Copy out every record precisely.
==*==
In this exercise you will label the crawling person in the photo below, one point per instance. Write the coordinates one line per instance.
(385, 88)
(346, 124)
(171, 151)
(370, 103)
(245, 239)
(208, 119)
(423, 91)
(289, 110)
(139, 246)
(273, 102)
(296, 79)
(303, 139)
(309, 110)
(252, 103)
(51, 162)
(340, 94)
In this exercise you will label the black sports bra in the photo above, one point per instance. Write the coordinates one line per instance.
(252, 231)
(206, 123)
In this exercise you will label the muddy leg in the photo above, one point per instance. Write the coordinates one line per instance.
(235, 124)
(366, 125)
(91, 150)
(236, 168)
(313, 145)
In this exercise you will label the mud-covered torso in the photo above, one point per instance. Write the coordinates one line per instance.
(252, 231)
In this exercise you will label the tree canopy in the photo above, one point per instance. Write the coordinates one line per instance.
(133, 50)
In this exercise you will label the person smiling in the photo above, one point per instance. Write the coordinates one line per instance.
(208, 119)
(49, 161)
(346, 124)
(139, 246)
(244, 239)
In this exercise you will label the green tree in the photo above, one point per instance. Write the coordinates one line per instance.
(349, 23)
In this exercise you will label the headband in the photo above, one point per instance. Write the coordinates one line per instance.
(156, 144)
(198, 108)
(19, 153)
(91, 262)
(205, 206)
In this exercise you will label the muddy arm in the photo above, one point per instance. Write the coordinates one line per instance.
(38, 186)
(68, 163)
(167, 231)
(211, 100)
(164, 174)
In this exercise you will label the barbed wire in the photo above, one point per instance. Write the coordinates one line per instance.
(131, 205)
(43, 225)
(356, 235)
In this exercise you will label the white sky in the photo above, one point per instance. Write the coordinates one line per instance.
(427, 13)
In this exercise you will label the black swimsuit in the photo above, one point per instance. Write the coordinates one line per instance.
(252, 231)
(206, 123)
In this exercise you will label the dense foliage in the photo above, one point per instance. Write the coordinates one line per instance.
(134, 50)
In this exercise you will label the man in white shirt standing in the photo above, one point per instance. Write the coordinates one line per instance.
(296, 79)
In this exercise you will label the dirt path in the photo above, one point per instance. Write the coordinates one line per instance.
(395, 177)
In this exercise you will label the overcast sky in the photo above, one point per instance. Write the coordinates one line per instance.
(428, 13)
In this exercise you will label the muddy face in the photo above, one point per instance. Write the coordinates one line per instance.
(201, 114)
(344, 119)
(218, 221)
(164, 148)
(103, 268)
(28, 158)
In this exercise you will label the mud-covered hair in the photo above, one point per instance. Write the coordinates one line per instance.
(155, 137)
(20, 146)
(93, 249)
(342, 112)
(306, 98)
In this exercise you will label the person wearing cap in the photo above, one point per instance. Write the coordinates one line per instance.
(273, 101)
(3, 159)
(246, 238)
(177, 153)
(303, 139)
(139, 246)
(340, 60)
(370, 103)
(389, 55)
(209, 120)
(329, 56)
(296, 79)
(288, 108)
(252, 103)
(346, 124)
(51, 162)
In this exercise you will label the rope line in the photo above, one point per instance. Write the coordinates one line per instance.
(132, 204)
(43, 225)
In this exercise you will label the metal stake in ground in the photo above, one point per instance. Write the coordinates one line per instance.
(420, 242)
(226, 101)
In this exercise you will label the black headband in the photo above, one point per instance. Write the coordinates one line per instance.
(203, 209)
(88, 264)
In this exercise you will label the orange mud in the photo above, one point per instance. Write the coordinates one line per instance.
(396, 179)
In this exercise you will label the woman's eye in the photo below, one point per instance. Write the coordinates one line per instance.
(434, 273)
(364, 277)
==*==
# Solution to the problem
In this exercise you will label the crawling person in the photo below, one point per instance. Write the coordinates one line per instance.
(385, 88)
(346, 124)
(171, 151)
(370, 103)
(245, 239)
(208, 119)
(423, 91)
(289, 110)
(139, 246)
(273, 102)
(296, 79)
(303, 139)
(309, 110)
(252, 103)
(51, 162)
(340, 94)
In this exercise you will label the black sports bra in the photo above, one point per instance. Write the coordinates one line per instance.
(252, 231)
(206, 123)
In this exercise you will label the muddy leg in the photo above, one point per instance. Write the coordinates one line per instance.
(235, 124)
(366, 125)
(91, 150)
(236, 168)
(313, 145)
In this exercise you will label the mud-covered torso in the photo above, one point per instance. Write the coordinates one line per instance.
(252, 231)
In this exercise you will label the tree canopy in the photo above, one point per instance. Write the coordinates one line per instance.
(133, 50)
In this exercise you will label the person smiling in the photo above, one point per instance. Write the coordinates one line per instance.
(208, 119)
(49, 161)
(346, 124)
(139, 246)
(244, 239)
In this exercise you will label the green tree in the photo above, one point per instance. Write the coordinates one line per instance.
(349, 23)
In this exercise you will label the headband in the photo above, one point per instance. Write the coordinates one line per instance.
(156, 144)
(198, 108)
(19, 153)
(91, 262)
(205, 206)
In this exercise you will label the muddy arm in the photo above, one point per instance. Write the coordinates one line per instance.
(38, 186)
(68, 163)
(167, 231)
(211, 100)
(164, 174)
In this exercise you will label the barbed wire in the photo above, one point per instance. Write the coordinates one line per instance.
(131, 205)
(43, 225)
(356, 235)
In this exercise you will label the white sky in the photo above, one point per instance. Write the coordinates one line per instance.
(427, 13)
In this exercise you will label the black swimsuit in the photo above, one point per instance. Write the coordinates one line per instance.
(252, 231)
(206, 123)
In this exercise you will label the dense foliage in the photo above, one point per instance. Write the coordinates one line per instance.
(134, 50)
In this exercise you will label the man in white shirt standing in the photo above, one point per instance. Write the coordinates one line per instance.
(296, 79)
In this exercise you will label the dirt path in the photo above, one point per instance. Write the coordinates one line per instance.
(395, 177)
In this exercise you will label the overcast sky in the photo above, one point per instance. Write the coordinates one line per instance.
(428, 13)
In this exercise you will label the muddy face in the photo above, one point per instance. Write the coordinates one line per instance.
(201, 114)
(344, 119)
(218, 221)
(164, 148)
(103, 268)
(28, 158)
In this exercise you will label the mud-covered hair in the photo above, one point per instance. Write the coordinates one line per instance.
(155, 137)
(20, 146)
(93, 249)
(342, 112)
(306, 98)
In this exercise you will label the person wearing cap in the photo above, one point per instance. Write the coordinates one line per instance.
(273, 101)
(3, 159)
(246, 238)
(177, 153)
(303, 139)
(139, 246)
(340, 60)
(370, 103)
(389, 55)
(209, 120)
(329, 56)
(296, 79)
(288, 108)
(252, 103)
(346, 124)
(51, 162)
In this exercise you will label the rope line in the photo above, one point per instance. Write the coordinates one line per instance.
(132, 204)
(43, 225)
In this exercise you will label the metal stake in ground in the photo above, one point per instance. Write the coordinates one line per instance.
(420, 242)
(226, 101)
In this exercise you will label the black headband in the photo above, one point per instance. Write the coordinates one line per instance.
(203, 209)
(88, 264)
In this exercise you will label the orange mud in the photo above, one point per instance. Write the coordinates one line per instance.
(396, 179)
In this exercise you will label the woman's eye in the photo below, one point per instance. Write the coordinates one line per instance.
(434, 273)
(364, 277)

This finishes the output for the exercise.